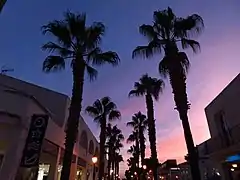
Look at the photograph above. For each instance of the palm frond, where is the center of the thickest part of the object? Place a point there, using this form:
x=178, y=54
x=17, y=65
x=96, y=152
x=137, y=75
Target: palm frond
x=110, y=106
x=52, y=47
x=148, y=31
x=92, y=111
x=92, y=73
x=105, y=100
x=114, y=114
x=60, y=31
x=98, y=105
x=97, y=57
x=186, y=43
x=53, y=63
x=131, y=124
x=136, y=93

+ + + + + + +

> _Short task_
Copy the records above from their start up to and including the line with "x=186, y=43", and leave out the pictures.

> _Full output_
Look at the photograph above. For each instance of the palm frond, where is the center of the thickest part of the object? Place a point there, using this form:
x=178, y=54
x=17, y=65
x=96, y=152
x=137, y=75
Target: palm frond
x=110, y=106
x=52, y=47
x=148, y=31
x=92, y=111
x=92, y=73
x=105, y=100
x=114, y=114
x=60, y=31
x=98, y=105
x=97, y=57
x=186, y=43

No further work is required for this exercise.